Copy out the final stretch of the listing: the line that contains "Could you please pick out the white football glove" and all lines after it, exactly as they appear.

========

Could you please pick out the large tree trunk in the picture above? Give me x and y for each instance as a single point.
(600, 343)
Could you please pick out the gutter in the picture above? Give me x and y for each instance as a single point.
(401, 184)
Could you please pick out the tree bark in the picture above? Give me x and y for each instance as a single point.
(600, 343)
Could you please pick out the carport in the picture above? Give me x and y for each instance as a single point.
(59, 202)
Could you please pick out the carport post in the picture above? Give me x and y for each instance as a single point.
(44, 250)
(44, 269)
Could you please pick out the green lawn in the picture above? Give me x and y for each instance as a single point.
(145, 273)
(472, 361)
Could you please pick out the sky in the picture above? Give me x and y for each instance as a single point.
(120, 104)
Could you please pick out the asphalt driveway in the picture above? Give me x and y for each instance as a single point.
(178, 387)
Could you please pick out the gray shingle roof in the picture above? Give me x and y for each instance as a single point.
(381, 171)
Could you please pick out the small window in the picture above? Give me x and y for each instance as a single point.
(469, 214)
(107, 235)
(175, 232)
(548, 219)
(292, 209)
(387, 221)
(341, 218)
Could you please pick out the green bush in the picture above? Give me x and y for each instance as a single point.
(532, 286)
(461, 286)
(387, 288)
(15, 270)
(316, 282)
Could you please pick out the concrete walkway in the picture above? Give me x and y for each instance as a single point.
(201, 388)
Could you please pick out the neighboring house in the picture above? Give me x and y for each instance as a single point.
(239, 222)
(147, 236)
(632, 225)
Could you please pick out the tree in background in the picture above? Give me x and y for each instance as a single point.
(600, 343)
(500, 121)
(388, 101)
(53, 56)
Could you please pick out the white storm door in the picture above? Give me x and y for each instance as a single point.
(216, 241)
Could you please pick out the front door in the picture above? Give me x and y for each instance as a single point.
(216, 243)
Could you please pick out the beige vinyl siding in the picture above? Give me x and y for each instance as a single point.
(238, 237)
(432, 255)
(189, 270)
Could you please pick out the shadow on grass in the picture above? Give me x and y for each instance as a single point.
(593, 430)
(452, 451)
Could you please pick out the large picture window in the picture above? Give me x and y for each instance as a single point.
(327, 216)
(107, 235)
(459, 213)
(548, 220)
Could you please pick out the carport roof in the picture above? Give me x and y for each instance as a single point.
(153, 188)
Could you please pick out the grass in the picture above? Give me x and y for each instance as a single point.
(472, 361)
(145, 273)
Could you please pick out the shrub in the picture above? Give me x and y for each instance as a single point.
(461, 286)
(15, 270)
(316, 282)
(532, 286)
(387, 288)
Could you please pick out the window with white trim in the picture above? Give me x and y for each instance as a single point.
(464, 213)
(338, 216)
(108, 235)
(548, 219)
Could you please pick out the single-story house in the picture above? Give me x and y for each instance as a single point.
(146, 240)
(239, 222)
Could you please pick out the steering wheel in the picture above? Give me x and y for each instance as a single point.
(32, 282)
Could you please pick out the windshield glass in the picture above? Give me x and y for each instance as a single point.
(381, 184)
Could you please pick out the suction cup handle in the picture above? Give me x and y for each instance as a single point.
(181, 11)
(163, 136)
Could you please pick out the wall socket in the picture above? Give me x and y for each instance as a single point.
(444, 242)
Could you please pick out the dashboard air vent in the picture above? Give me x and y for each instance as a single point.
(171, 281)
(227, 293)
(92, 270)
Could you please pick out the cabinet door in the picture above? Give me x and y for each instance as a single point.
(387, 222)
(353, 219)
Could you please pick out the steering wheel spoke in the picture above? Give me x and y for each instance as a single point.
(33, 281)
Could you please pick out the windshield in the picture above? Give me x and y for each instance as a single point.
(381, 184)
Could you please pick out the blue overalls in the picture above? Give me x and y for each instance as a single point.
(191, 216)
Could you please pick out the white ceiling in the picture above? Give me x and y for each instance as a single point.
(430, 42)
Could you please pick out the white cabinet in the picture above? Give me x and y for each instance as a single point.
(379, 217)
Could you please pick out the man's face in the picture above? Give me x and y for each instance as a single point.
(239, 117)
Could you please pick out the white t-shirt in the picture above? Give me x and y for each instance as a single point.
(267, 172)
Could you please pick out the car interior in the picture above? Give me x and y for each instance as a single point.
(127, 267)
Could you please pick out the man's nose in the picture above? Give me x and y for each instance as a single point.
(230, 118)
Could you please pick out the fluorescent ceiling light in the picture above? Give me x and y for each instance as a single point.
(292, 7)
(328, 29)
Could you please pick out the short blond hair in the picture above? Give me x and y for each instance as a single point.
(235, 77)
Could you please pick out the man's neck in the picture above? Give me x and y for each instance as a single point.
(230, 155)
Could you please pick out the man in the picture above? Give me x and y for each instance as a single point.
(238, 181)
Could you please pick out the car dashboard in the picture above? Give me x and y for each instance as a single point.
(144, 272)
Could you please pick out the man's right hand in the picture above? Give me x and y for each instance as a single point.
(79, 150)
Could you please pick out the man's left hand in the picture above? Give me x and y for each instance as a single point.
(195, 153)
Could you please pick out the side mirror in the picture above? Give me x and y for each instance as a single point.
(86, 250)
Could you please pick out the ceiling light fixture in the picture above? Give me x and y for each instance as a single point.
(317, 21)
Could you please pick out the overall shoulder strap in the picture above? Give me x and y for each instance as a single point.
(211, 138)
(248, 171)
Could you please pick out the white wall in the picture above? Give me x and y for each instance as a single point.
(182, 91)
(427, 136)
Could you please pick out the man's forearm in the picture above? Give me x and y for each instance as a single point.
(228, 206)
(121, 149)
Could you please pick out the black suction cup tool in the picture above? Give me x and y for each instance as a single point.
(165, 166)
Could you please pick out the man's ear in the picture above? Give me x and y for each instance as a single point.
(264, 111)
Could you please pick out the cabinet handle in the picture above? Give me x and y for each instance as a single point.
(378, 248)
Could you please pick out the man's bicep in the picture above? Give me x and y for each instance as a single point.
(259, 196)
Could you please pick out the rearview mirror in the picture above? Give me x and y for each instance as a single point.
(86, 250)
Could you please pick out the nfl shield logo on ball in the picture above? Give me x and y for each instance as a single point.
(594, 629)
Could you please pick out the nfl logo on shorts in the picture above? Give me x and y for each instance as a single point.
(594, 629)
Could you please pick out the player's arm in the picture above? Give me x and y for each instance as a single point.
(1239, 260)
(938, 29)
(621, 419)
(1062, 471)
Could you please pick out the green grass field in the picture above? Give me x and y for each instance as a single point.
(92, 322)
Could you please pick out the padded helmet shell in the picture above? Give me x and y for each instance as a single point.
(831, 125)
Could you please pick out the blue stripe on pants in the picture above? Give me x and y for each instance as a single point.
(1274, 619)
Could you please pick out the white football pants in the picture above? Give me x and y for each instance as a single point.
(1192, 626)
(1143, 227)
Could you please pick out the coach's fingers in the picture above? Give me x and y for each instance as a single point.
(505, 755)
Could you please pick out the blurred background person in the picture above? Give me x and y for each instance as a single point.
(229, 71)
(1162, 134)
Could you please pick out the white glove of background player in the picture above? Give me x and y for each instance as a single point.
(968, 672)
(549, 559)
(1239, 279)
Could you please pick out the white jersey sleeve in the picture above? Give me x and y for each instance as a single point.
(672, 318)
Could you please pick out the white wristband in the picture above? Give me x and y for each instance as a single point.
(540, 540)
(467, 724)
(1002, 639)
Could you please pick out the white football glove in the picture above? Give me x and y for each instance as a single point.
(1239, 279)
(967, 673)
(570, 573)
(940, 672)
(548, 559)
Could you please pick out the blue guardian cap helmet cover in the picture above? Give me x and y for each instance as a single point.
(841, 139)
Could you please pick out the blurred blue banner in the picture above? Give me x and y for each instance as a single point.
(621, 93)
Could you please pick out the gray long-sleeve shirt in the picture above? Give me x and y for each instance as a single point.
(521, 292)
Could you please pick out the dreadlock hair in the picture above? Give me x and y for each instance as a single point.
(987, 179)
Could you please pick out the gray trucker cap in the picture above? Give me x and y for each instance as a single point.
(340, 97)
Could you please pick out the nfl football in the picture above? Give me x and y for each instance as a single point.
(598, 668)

========

REPLY TO THE EXERCISE
Could you please pick out the white football glove in the picture above? Give me x and y for each instance as a single point.
(1239, 279)
(967, 673)
(570, 573)
(940, 672)
(548, 559)
Could you please pick out the blue guardian cap helmet cover in the picture above? Give me x and y for each instance as a single point.
(841, 139)
Could you please pick out the blurred blue banner in the picture above? Give me x and y for each instance as a single point.
(621, 93)
Could you please pick out the gray long-sleeve shirt in the picture above? Give me x and y for each instance as a single point.
(521, 292)
Could you please pick out the dreadlock hair in the picture above? Give me x and y for each instance as a single point.
(987, 179)
Could you please pick out the gray trucker cap in the picture above? Give me x and y for each instance as a single point.
(340, 97)
Could you please pick out the nfl football in the picture above? Give me x and y for each instance as a single point.
(598, 668)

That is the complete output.